* Source text *

*** Begin section ***

Analysis: $50M diverted from lead poisoning fund
TRENTON, N.J. (AP) -- New Jersey officials have diverted more than $50 million away from a lead poisoning health fund over the past decade so routine state bills and salaries could be paid, according to a newspaper analysis.
The Asbury Park Press reports the diversions were approved by Democratic and Republican governors and the Legislature. It also found the state failed to implement a 2008 rental housing inspection law aimed at reducing lead poisoning.
Lead, a toxic metal found everywhere in the environment, can cause brain damage and learning and behavioral problems. The metal is in old paint chips and dust, playground soil and even some imported candies.
Lead has been deemed the state's top environmental health threat for children. More than 5,000 New Jersey children each year are found to have well above-average lead contamination.
The newspaper found that since 2004, the state has steered more than $50 million into its general treasury instead of its Lead Hazard Control Assistance Fund. That's according to the state Office of Legislative Services, an arm of the Legislature.
State budgets can supersede laws requiring funding for various programs.
The law tapped sales tax revenues collected for every container of paint or other type of surface coating sold. The money -- $7 million to $14 million a year -- is supposed to fund a loan and grant program to remove lead paint from homes and rental units.
Advocates say the $50 million could help prevent lead poisoning in thousands of children.
State officials say the number of children with lead poisoning in New Jersey has declined dramatically over the past 20 years, while the number of children tested for it has increased significantly.

*** End section ***

[Records taken from a collection]
*** Begin section ***

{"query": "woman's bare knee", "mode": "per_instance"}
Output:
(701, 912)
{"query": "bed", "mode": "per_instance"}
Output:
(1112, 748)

*** End section ***

* Questions on the material *
1. Answer these from the lead poisoning fund article:
(a) Which newspaper carried out the analysis?
(b) How many New Jersey children each year are found to have well above-average lead contamination?
(c) How much money a year comes from the sales tax on paint and other surface coatings?
2. Duplicate everything in the lead poisoning fund article from "Lead has been" down to "of the Legislature.".

* Answers to the exercise *
1.
(a) The Asbury Park Press
(b) More than 5,000
(c) $7 million to $14 million

2.
Lead has been deemed the state's top environmental health threat for children. More than 5,000 New Jersey children each year are found to have well above-average lead contamination.
The newspaper found that since 2004, the state has steered more than $50 million into its general treasury instead of its Lead Hazard Control Assistance Fund. That's according to the state Office of Legislative Services, an arm of the Legislature.